PBL研修についての抜粋文のうち、「先日、大学からおよそ30km」から「改革につながっていくのです。」までを一字一句違えずに書き写せ。

## 抜粋文
━━━━
番外編〜こんなPBL研修をやってみた

先日、大学からおよそ30kmくらい離れた宗像グローバルアリーナというところで、「オフキャンパスFD研修」と題して1泊2日の教職員研修をやってきました。オフキャンパス研修は今回で2回目。大学を離れ自然豊かな場所のなかで、ゆっくりと参加者全員でグループワークの手法を学ぶとともに、その手法を使って初年次教育やFDについて考えるという内容です。学内でやる研修と違って、参加者同士が長時間一緒に過ごすわけで、参加者の方向性や一体感の醸成が促進され、ゆっくりと確実な教育改革につながっていくのです。

さて、今回は「ジグゾー学習法体験研修」「PBL体験研修」「ワールドカフェで『学生の学力』についてディスカッションする」「フィッシュボーンを使って今後のゼミ計画を立案する」という4つのワークショップをやりました。参加者は30名近く。どのワークショップも2時間ぐらいかけてたっぷりと取り組みました(写真はこちら)。

今回、僕がファシったのはPBL。Project Based LearningとかProblem Based Leaningのことです。「プロジェクトや課題が学びをもたらす」という考え方に立脚し、学生に対して知識を学ぶ前に課題を与え、学生はその課題をグループで解決するなかで、自らが学ぶ必要性に気づくとともに、知識を使って課題を解決する発想法を学びます。

「今日、最も重要な知識は教科の中にはない。知識を生かすことができる能力は到達範囲より重要である」(T. Wagner,2002) という考え方は、今の日本の(文系の)大学教育の中であまりに過小評価されていると思います。三重大学などでは、全学的にPBLが導入されるようになりましたが、でもまだ、PBLをやったことがあるという教員は非常に少ないのじゃないかなと思います。

僕自身は、2002年から入門演習では必ず「問題発見・問題解決学習」をやってきました。商店街で授業やゼミをやったのもそのためです。これは、学生にスキルとしての問題発見・問題解決能力を育成するということだけでなく、むしろ、大学生としての「マインドセット」の転換をもたらすことを重視していました。「ひとから成り立つシステムを理解する最良の方法は、それを変えてみようとすることだ、というK.Lewinのアクション・リサーチの姿勢(金井壽宏神戸大教授tweetより)」を実感させることが大切だと思ってきたからです。この課題に成功しようが失敗しようが、能動的な知識獲得の面白さと難しさを知ることは、その後の大学での勉強に対する姿勢をずいぶん変えるはずです。
━━━━
## データ
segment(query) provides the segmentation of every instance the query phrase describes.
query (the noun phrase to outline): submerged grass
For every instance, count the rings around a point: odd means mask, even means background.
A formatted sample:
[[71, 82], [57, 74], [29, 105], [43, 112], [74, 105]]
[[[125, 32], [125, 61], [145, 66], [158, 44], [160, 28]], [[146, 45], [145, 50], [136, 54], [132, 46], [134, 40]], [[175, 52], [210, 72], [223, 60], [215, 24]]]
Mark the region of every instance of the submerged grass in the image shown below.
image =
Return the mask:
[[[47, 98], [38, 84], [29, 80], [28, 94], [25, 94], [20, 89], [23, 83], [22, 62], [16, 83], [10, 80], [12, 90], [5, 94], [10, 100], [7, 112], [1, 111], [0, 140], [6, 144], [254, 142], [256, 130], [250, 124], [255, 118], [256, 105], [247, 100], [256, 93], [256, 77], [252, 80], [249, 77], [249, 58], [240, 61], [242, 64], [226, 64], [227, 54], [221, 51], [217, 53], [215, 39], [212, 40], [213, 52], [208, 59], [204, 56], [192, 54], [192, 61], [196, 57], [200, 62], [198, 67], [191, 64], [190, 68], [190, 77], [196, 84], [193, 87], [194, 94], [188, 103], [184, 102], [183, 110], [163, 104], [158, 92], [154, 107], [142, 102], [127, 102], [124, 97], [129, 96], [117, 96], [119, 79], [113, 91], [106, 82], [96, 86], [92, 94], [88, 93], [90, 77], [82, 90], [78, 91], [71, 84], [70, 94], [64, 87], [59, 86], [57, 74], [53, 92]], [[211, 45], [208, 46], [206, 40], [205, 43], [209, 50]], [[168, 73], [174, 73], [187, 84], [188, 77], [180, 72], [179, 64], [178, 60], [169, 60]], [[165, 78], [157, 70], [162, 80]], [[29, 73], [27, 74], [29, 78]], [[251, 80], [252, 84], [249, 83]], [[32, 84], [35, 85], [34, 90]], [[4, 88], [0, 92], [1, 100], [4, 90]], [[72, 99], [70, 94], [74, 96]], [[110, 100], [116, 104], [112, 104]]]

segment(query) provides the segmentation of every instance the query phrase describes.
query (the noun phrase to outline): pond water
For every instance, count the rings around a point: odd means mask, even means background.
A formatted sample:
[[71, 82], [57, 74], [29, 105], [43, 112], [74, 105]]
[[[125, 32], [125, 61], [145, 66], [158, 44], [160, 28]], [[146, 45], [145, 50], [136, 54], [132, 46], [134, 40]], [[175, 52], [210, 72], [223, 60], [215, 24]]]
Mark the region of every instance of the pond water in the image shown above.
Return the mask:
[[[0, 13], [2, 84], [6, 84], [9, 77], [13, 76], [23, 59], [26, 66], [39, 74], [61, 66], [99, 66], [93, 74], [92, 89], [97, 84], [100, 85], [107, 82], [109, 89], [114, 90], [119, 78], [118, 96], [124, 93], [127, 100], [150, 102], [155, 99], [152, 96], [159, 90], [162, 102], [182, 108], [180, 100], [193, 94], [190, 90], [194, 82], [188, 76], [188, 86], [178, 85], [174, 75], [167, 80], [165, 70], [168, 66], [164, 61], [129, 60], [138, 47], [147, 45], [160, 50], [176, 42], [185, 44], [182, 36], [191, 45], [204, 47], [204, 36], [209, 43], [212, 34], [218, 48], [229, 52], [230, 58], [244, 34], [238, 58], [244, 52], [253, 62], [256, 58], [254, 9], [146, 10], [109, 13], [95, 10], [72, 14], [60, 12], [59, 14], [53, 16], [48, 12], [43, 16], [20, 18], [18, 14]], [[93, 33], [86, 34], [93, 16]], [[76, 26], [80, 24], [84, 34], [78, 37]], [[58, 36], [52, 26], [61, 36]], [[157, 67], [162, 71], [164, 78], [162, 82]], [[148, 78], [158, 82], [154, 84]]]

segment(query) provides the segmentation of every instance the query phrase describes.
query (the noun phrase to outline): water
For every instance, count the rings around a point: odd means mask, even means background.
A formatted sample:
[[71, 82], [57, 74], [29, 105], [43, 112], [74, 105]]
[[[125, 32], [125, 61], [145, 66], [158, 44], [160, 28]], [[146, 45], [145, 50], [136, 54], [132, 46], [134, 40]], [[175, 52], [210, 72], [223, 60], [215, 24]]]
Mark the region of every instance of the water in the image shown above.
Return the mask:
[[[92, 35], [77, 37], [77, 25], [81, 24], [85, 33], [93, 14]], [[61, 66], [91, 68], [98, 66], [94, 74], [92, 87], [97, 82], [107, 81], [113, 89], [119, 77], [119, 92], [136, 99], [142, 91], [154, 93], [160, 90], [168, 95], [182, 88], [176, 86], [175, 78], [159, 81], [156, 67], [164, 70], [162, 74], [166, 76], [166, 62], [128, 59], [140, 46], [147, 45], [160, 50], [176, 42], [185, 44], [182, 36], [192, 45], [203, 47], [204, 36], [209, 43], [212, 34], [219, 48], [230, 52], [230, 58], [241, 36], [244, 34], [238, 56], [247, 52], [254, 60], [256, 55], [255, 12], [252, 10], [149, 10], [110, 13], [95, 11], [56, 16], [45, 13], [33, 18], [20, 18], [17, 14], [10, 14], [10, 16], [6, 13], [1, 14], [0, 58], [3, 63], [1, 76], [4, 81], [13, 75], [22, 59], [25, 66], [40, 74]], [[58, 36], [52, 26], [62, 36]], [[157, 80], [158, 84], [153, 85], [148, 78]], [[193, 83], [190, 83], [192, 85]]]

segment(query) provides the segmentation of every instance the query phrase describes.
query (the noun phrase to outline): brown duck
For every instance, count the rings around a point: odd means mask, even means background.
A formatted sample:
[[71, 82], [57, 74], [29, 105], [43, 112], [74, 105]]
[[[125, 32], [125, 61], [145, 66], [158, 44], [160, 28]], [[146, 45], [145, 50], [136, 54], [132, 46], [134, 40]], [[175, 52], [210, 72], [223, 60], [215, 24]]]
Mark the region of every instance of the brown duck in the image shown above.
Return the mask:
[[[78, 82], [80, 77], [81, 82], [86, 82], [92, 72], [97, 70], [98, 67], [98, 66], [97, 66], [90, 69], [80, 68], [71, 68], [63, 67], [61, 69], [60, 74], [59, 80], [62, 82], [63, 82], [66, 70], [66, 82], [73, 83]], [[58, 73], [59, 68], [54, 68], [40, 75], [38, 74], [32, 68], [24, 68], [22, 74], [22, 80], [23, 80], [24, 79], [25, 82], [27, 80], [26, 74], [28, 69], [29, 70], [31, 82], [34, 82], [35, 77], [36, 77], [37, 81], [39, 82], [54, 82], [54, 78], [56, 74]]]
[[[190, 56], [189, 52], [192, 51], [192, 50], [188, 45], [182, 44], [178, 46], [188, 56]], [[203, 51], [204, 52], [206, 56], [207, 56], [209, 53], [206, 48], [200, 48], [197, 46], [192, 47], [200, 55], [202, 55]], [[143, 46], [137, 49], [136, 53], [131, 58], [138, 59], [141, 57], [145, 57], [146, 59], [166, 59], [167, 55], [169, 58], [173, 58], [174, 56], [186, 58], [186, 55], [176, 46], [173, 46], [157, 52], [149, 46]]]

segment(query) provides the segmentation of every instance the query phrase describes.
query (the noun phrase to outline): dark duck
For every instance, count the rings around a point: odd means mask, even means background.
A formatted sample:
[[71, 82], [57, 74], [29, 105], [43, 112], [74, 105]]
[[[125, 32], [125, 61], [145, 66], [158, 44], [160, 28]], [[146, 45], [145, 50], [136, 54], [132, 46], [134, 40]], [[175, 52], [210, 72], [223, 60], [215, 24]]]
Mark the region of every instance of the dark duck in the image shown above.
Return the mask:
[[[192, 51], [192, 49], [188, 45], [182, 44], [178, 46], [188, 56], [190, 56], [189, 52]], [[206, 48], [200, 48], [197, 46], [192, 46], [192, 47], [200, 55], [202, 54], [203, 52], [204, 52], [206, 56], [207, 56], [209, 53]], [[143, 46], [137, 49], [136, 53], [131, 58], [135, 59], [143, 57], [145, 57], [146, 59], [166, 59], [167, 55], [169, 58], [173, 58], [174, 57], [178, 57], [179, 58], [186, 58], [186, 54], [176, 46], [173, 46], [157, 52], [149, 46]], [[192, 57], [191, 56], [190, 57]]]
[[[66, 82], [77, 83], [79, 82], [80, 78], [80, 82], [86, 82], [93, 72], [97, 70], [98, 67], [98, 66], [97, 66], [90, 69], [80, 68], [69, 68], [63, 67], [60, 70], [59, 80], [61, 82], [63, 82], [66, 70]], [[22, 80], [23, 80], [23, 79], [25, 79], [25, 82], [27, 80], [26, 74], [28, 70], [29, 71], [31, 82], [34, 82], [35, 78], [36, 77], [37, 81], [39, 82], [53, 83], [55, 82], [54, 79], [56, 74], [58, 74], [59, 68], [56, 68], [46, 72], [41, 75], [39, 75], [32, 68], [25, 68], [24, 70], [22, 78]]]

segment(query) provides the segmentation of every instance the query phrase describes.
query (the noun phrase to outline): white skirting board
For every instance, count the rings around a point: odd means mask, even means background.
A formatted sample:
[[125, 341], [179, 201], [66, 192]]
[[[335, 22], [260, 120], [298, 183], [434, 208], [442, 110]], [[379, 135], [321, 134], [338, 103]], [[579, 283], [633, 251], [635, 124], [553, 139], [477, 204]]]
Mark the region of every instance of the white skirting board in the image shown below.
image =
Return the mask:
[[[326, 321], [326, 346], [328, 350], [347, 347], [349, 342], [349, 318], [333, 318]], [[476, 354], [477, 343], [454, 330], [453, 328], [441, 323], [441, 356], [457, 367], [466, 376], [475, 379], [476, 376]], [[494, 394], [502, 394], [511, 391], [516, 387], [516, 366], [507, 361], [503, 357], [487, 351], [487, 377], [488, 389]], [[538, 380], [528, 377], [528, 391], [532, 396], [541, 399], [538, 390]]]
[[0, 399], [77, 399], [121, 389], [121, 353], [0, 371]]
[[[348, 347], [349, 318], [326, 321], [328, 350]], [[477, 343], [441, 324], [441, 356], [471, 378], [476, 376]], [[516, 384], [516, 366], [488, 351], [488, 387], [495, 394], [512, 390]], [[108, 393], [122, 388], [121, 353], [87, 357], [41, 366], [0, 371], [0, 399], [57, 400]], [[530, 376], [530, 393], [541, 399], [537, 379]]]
━━━━
## 課題への解答
先日、大学からおよそ30kmくらい離れた宗像グローバルアリーナというところで、「オフキャンパスFD研修」と題して1泊2日の教職員研修をやってきました。オフキャンパス研修は今回で2回目。大学を離れ自然豊かな場所のなかで、ゆっくりと参加者全員でグループワークの手法を学ぶとともに、その手法を使って初年次教育やFDについて考えるという内容です。学内でやる研修と違って、参加者同士が長時間一緒に過ごすわけで、参加者の方向性や一体感の醸成が促進され、ゆっくりと確実な教育改革につながっていくのです。